● Goal
Can you give the stretch from the line containing "black t-shirt in" through the end of the material again, swapping "pick planner" for "grasp planner" and changing nothing else?

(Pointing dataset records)
# # # # # # #

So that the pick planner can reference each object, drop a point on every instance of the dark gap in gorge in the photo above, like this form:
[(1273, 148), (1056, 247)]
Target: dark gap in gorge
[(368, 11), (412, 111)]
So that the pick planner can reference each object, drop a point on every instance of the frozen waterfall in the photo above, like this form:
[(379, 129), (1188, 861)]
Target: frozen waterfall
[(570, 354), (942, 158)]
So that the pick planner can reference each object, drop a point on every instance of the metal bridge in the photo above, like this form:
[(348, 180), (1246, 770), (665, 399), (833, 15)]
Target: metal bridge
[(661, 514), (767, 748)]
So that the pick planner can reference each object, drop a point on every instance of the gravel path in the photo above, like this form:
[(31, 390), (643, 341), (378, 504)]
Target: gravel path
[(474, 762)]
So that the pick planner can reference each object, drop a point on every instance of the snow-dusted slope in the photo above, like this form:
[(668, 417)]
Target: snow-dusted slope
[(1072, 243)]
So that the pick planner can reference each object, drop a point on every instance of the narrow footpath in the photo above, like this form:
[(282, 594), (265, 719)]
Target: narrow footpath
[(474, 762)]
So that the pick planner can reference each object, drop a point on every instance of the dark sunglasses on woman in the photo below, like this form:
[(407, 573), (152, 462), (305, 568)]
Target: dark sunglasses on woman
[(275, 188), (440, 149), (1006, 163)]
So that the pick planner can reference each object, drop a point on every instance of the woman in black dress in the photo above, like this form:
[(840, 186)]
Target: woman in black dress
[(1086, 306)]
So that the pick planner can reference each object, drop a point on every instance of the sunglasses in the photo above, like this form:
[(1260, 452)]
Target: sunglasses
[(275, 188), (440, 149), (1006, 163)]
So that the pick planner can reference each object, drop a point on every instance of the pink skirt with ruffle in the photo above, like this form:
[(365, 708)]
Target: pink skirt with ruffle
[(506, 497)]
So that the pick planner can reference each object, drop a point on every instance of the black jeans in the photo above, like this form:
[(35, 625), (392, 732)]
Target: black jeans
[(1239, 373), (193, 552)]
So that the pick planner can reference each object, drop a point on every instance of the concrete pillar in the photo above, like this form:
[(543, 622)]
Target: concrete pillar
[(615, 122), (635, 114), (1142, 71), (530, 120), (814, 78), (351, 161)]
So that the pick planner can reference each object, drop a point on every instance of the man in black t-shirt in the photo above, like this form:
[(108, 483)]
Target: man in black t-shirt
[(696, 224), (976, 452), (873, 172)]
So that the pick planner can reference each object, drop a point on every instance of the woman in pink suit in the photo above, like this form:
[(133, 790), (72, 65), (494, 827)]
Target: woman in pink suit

# # # # # # #

● Right answer
So that the grasp planner can reference each object, drop a point on every instance of the man in black t-shirt in the photo above, like this form:
[(108, 483)]
Target: man in black t-shirt
[(696, 224), (976, 452), (873, 172)]
So that the grasp planner can reference each object, drop a point on every instance of the woman in pink suit in the photo above, like this form:
[(133, 790), (72, 65), (494, 827)]
Target: woman in pink suit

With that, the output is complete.